## Point labeling examples
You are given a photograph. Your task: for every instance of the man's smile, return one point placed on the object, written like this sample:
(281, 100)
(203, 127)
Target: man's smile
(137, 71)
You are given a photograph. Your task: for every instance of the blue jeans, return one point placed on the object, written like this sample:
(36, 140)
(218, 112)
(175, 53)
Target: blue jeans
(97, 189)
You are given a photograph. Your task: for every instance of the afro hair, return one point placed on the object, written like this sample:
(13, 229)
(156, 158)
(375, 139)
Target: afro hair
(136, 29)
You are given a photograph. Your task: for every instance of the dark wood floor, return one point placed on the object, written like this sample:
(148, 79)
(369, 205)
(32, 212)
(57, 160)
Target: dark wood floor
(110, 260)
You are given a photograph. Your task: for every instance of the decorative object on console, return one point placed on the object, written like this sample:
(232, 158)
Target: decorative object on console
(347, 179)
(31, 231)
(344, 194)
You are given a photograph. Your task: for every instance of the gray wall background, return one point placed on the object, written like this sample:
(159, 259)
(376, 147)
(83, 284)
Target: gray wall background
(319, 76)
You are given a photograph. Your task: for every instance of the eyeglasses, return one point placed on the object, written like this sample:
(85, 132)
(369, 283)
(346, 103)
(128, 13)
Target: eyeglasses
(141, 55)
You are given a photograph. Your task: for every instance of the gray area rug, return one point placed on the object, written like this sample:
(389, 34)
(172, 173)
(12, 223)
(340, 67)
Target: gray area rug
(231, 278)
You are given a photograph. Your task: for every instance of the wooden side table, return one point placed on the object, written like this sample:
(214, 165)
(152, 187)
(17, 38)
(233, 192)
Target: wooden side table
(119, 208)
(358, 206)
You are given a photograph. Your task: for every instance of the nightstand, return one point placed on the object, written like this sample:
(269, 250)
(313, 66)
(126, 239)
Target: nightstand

## What the exercise asks
Reproduce only those lines of the entries above that run from the line with "the gray area" to the final line.

## Response to this task
You are given a photograph. Your task: for every instance of the gray area rug, return one point placed on the object, written like this sample:
(389, 34)
(172, 173)
(12, 223)
(340, 67)
Target: gray area rug
(231, 278)
You are given a photograph. Your task: for every instance of the wooden side table, return one point placed on the object, written like this sample:
(214, 165)
(152, 187)
(17, 38)
(233, 192)
Target: wooden side table
(119, 208)
(358, 206)
You are given a photograph. Your task: for every instance of the nightstand, return one point placed on the object, written like this sample:
(269, 250)
(313, 66)
(126, 239)
Target: nightstand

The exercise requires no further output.